Reading text

As the editor says in his introduction, after reviewing the "Ellison Revolution", "Okay, enough already -- what was my second reason for doing the book?"

To put together a really big anthology of turn of the century SF that's really good stuff.

Fortunately he succeeds far better in his second goal than his first. At over 200k words, and 544 pages it's got size going for it, though my copy of the Encyclopedia of Science Fiction can beat it in a fair fight. Given the quality of the authors, including (but not limited to) Stephen Baxter, Greg Benford, Thomas Disch, Joe Haldeman, Ursula Le Guin, Larry Niven, John Shirley, Dan Simmons, Harry Turrtledove, and Gene Wolfe, it would be remarkable if it wasn't a good anthology.

I have a vegetarian cookbook that I'm fond of, though I'm hardly a vegetarian. It's called Vegetarian Epicure, and it starts out with a little anecdote that this collection reminds me of. The author tells the story of how her spouse brought home his boss, who proclaimed loudly that he didn't like vegetarian cooking...but at the first course he exclaimed, ""But I love a good pea soup!" And on and on until he'd eaten the whole dinner and forgotten that he didn't like vegetarian cooking.

This is like that.

The first story in the collection is Dan Simmons' "On K2 with Kanakaredes" and the editor points out that it could have been published any time in the history of SF and been understood and enjoyed. He mentions the Saturday Evening Post of 1968...but I seem to remember a climbing story in a Boys' Life of that era that could have kept it company. Hey, I liked Boys' Life, and it taught me about the a special case of the possessive apostrophe. This is a climbing story, with an alien in it, and it's good.

Le Guin's "The Building" is good too. And it's the sort of thing you expect from her. Humans trying to make sense of aliens, cultural anthropology among the stars, no big changes in the players, but subtle ones in the observers. I love Le Guin, always have, and this short bit is another fine example of why.

Stored data entries
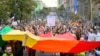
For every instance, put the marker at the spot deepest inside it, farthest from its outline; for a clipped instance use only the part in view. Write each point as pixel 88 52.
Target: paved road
pixel 38 53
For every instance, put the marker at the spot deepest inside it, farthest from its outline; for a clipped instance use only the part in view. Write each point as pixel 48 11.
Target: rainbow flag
pixel 7 33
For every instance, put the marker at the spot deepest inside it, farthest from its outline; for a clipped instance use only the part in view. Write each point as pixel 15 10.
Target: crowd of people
pixel 81 32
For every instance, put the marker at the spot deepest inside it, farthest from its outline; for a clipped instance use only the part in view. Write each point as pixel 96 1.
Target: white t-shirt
pixel 97 37
pixel 91 36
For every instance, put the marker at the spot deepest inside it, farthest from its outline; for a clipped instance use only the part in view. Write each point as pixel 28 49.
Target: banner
pixel 75 6
pixel 51 20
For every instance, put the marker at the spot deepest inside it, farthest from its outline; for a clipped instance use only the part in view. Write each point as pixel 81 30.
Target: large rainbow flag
pixel 49 44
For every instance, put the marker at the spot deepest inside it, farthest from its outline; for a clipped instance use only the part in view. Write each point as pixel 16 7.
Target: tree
pixel 4 9
pixel 21 8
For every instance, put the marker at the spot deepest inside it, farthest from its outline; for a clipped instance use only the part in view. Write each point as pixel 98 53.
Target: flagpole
pixel 91 11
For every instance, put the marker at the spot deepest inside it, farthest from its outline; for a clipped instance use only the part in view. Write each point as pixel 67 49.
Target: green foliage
pixel 21 8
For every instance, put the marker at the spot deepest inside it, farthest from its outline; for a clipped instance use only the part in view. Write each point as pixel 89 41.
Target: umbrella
pixel 7 33
pixel 59 44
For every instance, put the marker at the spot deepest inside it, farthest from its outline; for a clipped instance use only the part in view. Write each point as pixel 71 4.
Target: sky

Work request 1
Copy the portion of the anthology review between "As the editor" and "a good anthology.", inclusive.
Work request 2
According to the anthology review, which story opens the collection?
Work request 3
Translate this sentence from the anthology review into French: "This is a climbing story, with an alien in it, and it's good."
None of the stored entries is needed for this work.

Exercise answer 1
As the editor says in his introduction, after reviewing the "Ellison Revolution", "Okay, enough already -- what was my second reason for doing the book?"

To put together a really big anthology of turn of the century SF that's really good stuff.

Fortunately he succeeds far better in his second goal than his first. At over 200k words, and 544 pages it's got size going for it, though my copy of the Encyclopedia of Science Fiction can beat it in a fair fight. Given the quality of the authors, including (but not limited to) Stephen Baxter, Greg Benford, Thomas Disch, Joe Haldeman, Ursula Le Guin, Larry Niven, John Shirley, Dan Simmons, Harry Turrtledove, and Gene Wolfe, it would be remarkable if it wasn't a good anthology.

Exercise answer 2
Dan Simmons' "On K2 with Kanakaredes"

Exercise answer 3
C'est une histoire d'escalade, avec un extraterrestre dedans, et elle est bonne.